▶ _COMPLETE THE FOLLOWING_
[1] Please copy word for word the part of the article on the Story Syndicate union, starting with "In a statement, WGAE" and going on through "and Michael Moore.".
[2] Write the next part of the article about documentary workers unionizing at Story Syndicate, picking up after its last sentence.

▶ _TEXT TO READ_
□ □ □ □ □ □ □
In a statement, WGAE executive director Lowell Peterson said the workers “join many other nonfiction TV creators who recognize the power of collective bargaining and the WGAE to improve standards so people can build sustainable careers doing the work they care about.”

With this win, the unions said they’ve notched “another milestone in ongoing efforts to bring about more documentary and non-fiction work under collective bargaining agreements.” While most documentary productions companies have historically been non-union, the rise of streaming companies, which have increasingly keyed in on nonfiction projects, have spurred workers in the sector to organize, they added.

Story Syndicate joins a small but growing list of documentary houses where editors enjoy union representation, including those founded by Errol Morris, Ken Burns and Michael Moore.

In a letter explaining their reasons for unionizing, the Story Syndicate bargaining unit stressed the immense profits enjoyed by streaming companies.

“Now we have secured for ourselves a seat at the table to take part in a discussion of where we are headed as a production company, as nonfiction laborers, and as an industry,” the group wrote in the letter, which urged “colleagues throughout the nonfiction sector to organize for the same representation and clout long enjoyed by our kin elsewhere in the entertainment industry.”
□ □ □ □ □ □ □
▶ _RECORDS SHOWN_
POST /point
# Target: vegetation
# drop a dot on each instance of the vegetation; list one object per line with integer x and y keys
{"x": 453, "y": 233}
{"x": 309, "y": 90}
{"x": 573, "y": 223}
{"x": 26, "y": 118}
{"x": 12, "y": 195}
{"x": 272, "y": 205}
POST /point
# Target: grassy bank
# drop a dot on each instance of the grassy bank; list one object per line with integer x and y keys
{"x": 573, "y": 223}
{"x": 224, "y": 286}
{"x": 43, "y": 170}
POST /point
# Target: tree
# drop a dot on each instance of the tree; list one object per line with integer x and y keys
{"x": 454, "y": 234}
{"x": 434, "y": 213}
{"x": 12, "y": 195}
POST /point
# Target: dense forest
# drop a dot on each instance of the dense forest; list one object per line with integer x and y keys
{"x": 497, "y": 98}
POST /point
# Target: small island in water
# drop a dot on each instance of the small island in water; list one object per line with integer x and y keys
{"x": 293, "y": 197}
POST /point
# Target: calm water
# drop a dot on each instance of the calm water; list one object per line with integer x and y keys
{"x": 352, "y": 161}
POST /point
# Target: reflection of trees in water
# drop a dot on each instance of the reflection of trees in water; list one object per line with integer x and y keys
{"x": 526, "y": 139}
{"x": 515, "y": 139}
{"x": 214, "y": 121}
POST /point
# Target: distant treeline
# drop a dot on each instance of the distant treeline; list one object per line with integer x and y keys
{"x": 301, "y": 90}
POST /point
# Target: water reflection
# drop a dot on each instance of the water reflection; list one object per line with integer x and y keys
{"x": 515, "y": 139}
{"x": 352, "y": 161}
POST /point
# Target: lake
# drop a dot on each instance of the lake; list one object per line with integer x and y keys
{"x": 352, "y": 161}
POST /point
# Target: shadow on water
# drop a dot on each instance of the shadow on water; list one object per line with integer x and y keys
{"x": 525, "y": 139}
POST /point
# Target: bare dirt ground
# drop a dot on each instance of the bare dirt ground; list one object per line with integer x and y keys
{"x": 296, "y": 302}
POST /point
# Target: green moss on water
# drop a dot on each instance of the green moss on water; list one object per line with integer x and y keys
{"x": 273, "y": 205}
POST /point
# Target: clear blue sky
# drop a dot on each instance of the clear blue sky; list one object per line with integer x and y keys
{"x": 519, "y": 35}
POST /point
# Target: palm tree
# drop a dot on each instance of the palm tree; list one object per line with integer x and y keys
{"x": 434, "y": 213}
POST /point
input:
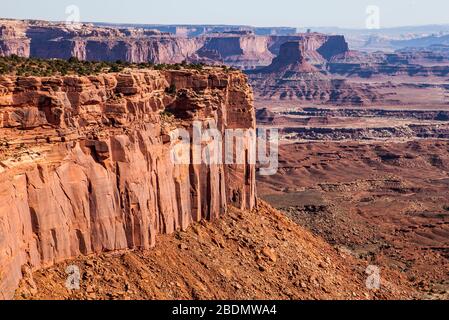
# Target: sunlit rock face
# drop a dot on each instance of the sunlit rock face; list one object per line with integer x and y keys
{"x": 85, "y": 162}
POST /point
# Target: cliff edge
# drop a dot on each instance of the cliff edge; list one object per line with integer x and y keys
{"x": 85, "y": 163}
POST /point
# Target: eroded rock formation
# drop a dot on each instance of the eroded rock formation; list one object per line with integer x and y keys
{"x": 85, "y": 162}
{"x": 244, "y": 48}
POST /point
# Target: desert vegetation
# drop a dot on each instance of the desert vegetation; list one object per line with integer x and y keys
{"x": 19, "y": 66}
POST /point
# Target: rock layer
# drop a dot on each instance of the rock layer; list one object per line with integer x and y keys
{"x": 85, "y": 162}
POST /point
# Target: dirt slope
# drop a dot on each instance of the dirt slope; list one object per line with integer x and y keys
{"x": 245, "y": 255}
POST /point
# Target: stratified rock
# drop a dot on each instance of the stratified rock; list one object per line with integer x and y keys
{"x": 85, "y": 162}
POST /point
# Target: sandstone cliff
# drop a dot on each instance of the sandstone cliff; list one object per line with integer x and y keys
{"x": 292, "y": 76}
{"x": 243, "y": 49}
{"x": 85, "y": 164}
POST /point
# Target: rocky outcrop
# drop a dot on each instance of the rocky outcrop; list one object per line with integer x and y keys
{"x": 292, "y": 77}
{"x": 290, "y": 62}
{"x": 244, "y": 48}
{"x": 13, "y": 40}
{"x": 85, "y": 162}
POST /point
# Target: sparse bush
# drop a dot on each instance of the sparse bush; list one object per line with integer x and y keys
{"x": 15, "y": 65}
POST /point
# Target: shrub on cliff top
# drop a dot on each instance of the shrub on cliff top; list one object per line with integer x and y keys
{"x": 15, "y": 65}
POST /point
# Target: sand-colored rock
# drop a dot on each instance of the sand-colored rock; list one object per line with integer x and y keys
{"x": 85, "y": 163}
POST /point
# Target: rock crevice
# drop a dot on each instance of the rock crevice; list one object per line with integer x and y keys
{"x": 85, "y": 163}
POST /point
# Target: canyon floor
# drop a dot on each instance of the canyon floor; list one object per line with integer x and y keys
{"x": 378, "y": 191}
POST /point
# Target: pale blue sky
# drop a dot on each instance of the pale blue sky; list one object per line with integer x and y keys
{"x": 294, "y": 13}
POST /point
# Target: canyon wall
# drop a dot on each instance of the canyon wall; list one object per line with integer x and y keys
{"x": 239, "y": 48}
{"x": 85, "y": 162}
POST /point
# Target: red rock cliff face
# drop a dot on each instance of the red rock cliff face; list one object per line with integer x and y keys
{"x": 85, "y": 163}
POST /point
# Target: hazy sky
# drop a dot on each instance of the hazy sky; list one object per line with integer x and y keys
{"x": 294, "y": 13}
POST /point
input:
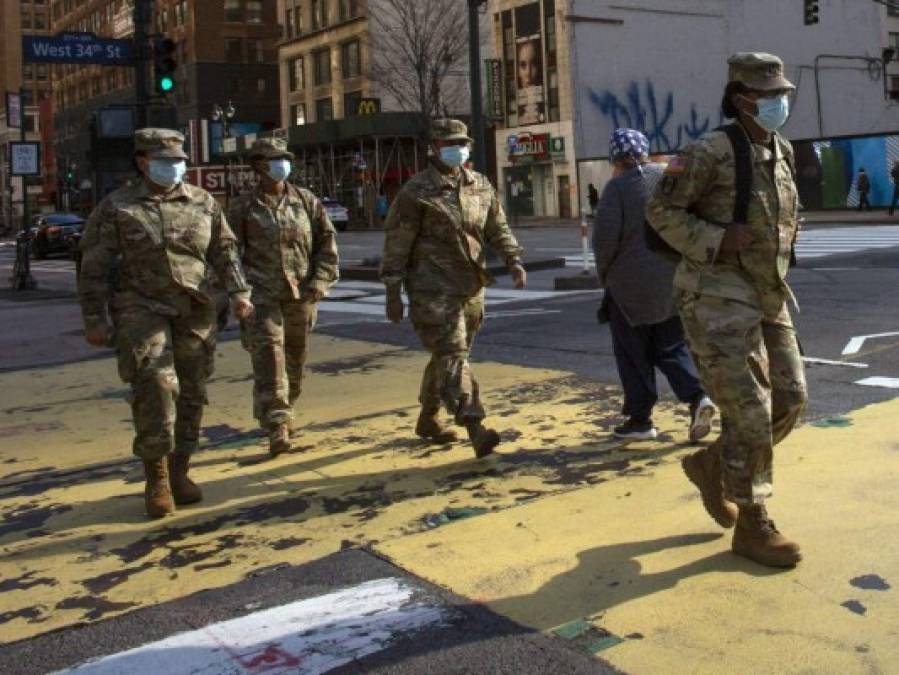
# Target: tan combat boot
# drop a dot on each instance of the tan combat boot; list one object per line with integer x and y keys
□ □ □ □ □ □ □
▶ _RESULTS FOR EACH TASK_
[1]
In a statement, WGAE executive director Lowell Peterson said the workers “join many other nonfiction TV creators who recognize the power of collective bargaining and the WGAE to improve standards so people can build sustainable careers doing the work they care about.”

With this win, the unions said they’ve notched “another milestone in ongoing efforts to bring about more documentary and non-fiction work under collective bargaining agreements.” While most documentary productions companies have historically been non-union, the rise of streaming companies, which have increasingly keyed in on nonfiction projects, have spurred workers in the sector to organize, they added.

Story Syndicate joins a small but growing list of documentary houses where editors enjoy union representation, including those founded by Errol Morris, Ken Burns and Michael Moore.

[2]
Alan Heim, president of the Editors guild, said in a statement that the “artists who shape these projects deserve all the recognition, respect, and workplace protections that their scripted counterparts have long fought for.”

As unions reach historic levels of support, employers appear to increasingly turn to voluntary recognition — a process in which management doesn’t force an election to prove a union is backed by a majority of its workers. This year, unions at Nickelodeon, ZeniMax Studios and Major League Baseball were voluntarily recognized.

Marvel may face the choice of whether to recognize a union of more than 50 visual effects crew, who filed on Monday for a unionization election to join the International Alliance of Theatrical Stage Employees.